## start

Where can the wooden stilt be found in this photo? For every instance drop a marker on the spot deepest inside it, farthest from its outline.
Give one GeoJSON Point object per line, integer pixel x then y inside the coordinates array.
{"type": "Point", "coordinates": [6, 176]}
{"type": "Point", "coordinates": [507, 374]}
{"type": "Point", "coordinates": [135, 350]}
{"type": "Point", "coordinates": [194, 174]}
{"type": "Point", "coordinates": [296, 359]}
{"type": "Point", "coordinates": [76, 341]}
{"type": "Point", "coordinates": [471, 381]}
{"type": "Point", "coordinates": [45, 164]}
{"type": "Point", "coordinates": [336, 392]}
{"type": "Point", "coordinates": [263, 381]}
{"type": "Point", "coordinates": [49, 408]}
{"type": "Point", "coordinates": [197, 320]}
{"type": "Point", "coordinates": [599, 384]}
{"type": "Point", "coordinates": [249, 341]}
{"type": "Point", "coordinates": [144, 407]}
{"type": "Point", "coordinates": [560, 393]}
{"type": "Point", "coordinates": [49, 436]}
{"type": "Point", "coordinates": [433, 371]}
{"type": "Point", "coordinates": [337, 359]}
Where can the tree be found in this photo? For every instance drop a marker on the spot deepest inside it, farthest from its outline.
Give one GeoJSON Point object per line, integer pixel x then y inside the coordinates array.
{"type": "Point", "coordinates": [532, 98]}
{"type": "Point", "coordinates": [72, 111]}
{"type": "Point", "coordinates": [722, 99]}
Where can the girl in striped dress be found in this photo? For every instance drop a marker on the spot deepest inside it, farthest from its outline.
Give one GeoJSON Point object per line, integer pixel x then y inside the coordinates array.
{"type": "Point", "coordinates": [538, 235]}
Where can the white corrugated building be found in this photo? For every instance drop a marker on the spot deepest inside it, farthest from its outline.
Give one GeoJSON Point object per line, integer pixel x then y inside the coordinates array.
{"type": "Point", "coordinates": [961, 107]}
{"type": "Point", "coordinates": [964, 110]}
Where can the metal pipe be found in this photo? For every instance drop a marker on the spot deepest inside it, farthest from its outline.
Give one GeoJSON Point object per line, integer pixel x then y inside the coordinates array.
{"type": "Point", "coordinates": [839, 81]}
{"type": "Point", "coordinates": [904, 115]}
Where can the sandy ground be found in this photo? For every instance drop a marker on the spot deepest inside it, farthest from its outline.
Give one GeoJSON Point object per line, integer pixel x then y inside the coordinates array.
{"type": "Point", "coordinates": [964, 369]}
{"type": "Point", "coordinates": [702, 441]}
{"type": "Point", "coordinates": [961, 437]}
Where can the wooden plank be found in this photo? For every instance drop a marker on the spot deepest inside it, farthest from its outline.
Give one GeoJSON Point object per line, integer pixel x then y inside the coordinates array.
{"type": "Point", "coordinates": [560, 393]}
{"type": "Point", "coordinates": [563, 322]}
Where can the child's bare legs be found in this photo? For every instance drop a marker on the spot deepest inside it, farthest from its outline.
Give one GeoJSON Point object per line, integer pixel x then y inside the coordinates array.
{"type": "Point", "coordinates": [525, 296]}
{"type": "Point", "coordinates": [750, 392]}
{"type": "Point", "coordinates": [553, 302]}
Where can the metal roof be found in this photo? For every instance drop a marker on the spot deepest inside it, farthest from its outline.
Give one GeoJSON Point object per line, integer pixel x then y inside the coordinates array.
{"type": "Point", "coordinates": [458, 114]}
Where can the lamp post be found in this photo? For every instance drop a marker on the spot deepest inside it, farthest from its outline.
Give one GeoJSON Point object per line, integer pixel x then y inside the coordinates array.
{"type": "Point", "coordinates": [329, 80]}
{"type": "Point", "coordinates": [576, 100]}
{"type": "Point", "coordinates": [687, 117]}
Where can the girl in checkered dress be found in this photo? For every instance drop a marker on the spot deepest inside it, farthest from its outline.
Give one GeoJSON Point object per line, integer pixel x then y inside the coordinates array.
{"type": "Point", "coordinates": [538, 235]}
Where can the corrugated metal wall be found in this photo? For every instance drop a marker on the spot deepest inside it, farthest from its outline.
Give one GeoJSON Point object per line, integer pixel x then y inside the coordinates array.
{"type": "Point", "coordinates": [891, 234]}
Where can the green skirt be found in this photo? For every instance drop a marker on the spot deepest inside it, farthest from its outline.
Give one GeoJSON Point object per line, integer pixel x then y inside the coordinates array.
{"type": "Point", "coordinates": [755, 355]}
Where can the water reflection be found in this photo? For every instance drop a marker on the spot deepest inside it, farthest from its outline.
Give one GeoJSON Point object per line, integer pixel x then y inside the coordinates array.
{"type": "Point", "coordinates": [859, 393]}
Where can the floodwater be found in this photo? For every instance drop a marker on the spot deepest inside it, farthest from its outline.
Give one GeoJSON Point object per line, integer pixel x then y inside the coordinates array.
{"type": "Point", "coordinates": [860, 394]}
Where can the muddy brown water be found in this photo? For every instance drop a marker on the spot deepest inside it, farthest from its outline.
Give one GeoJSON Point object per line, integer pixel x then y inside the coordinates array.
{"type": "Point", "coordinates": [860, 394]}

## end

_The task_
Print all of the data above again, line for line, with no changes.

_Answer to this problem_
Where can the wooden stilt be found in this photo? For every instance drop a marker on the spot deepest inside it, farthest from its outline.
Give one GeoJSON Point object per line, integer pixel x then y inside the coordinates array.
{"type": "Point", "coordinates": [6, 176]}
{"type": "Point", "coordinates": [507, 374]}
{"type": "Point", "coordinates": [135, 350]}
{"type": "Point", "coordinates": [194, 174]}
{"type": "Point", "coordinates": [296, 359]}
{"type": "Point", "coordinates": [76, 341]}
{"type": "Point", "coordinates": [471, 381]}
{"type": "Point", "coordinates": [45, 164]}
{"type": "Point", "coordinates": [336, 392]}
{"type": "Point", "coordinates": [263, 381]}
{"type": "Point", "coordinates": [49, 408]}
{"type": "Point", "coordinates": [197, 320]}
{"type": "Point", "coordinates": [599, 384]}
{"type": "Point", "coordinates": [249, 341]}
{"type": "Point", "coordinates": [144, 407]}
{"type": "Point", "coordinates": [560, 393]}
{"type": "Point", "coordinates": [49, 436]}
{"type": "Point", "coordinates": [433, 371]}
{"type": "Point", "coordinates": [337, 359]}
Where can the tree be found in this photo? For every instance drop a marker on the spot deepest inside it, farthest from its outline.
Give one GeoJSON Point object per line, integer pixel x then y inside the coordinates array.
{"type": "Point", "coordinates": [532, 98]}
{"type": "Point", "coordinates": [72, 111]}
{"type": "Point", "coordinates": [722, 99]}
Where can the girl in striped dress be found in this photo? For every instance drop a marker on the spot deepest inside it, farthest from its outline.
Give one GeoJSON Point object per line, integer pixel x then y inside the coordinates array.
{"type": "Point", "coordinates": [538, 235]}
Where can the white corrugated building be found in this photo? For every instance drop a marker on the spot deepest inside it, farthest from its outline.
Give one GeoJSON Point object per line, integer pixel x then y inside the coordinates array.
{"type": "Point", "coordinates": [961, 107]}
{"type": "Point", "coordinates": [964, 110]}
Where can the metal pipe be found in this photo? For every instance drop a marker on the spot deepest inside it, farthest from its outline.
Give one GeoJSON Point object per line, integer pixel x then y inside the coordinates array.
{"type": "Point", "coordinates": [839, 81]}
{"type": "Point", "coordinates": [904, 115]}
Where can the sandy ground be found in this photo? For every instance drop a marker on the spot deepest inside it, farthest from its outline.
Give one GeoJSON Point object per line, integer pixel x then y inside the coordinates array.
{"type": "Point", "coordinates": [964, 369]}
{"type": "Point", "coordinates": [702, 441]}
{"type": "Point", "coordinates": [961, 437]}
Where can the wooden plank be found in this photo? For every instance drop a marker on the spot deepest inside it, farthest from its outline.
Give one GeoJSON Point object per line, integer pixel x then y inside the coordinates array.
{"type": "Point", "coordinates": [560, 393]}
{"type": "Point", "coordinates": [563, 322]}
Where can the child's bare legs be found in this photo? For every instance drop a marker on the spot deepest inside it, farthest from its outline.
Give one GeoJSON Point object per line, integer pixel x then y inside the coordinates array.
{"type": "Point", "coordinates": [525, 296]}
{"type": "Point", "coordinates": [750, 392]}
{"type": "Point", "coordinates": [553, 302]}
Where can the metal roof be found in this photo? For every instance drop a marker on the spot deepest inside it, farthest from its outline.
Give one GeoJSON Point object per line, integer pixel x then y inside the coordinates array.
{"type": "Point", "coordinates": [458, 114]}
Where can the lamp post be found in this photo? For every instance drop a marker on the spot deepest inside it, farthest from its outline.
Give one GeoJSON Point object per line, integer pixel x then y inside the coordinates array.
{"type": "Point", "coordinates": [329, 80]}
{"type": "Point", "coordinates": [576, 100]}
{"type": "Point", "coordinates": [687, 117]}
Where can the girl in checkered dress be found in this photo? For every instance drop a marker on the spot deepest inside it, farthest from its outline.
Give one GeoJSON Point object per line, integer pixel x then y inside the coordinates array.
{"type": "Point", "coordinates": [538, 235]}
Where can the corrugated metal wall be found in this photo? For every instance drop a marker on the spot deepest inside it, farthest from its outline.
Give one GeoJSON Point object per line, integer pixel x then y inside the coordinates array.
{"type": "Point", "coordinates": [891, 234]}
Where can the green skirt be found in this photo? For every instance drop a marker on the spot deepest inside it, farthest from its outline.
Give one GeoJSON Point object per line, integer pixel x then y inside the coordinates array.
{"type": "Point", "coordinates": [755, 355]}
Where can the water reflection be found in this photo? For every instance drop a marker on the spot deepest inside it, farthest from its outline.
Give one GeoJSON Point object per line, integer pixel x then y inside the coordinates array.
{"type": "Point", "coordinates": [859, 393]}
Where can the floodwater be found in this photo? For every instance drop a marker on the spot deepest inside it, farthest from its outline.
Give one GeoJSON Point object per line, integer pixel x then y inside the coordinates array.
{"type": "Point", "coordinates": [860, 394]}
Where can the muddy brown water be found in this photo? For every instance drop a marker on the spot deepest inside it, farthest from its outline.
Give one GeoJSON Point object per line, integer pixel x then y inside the coordinates array.
{"type": "Point", "coordinates": [860, 394]}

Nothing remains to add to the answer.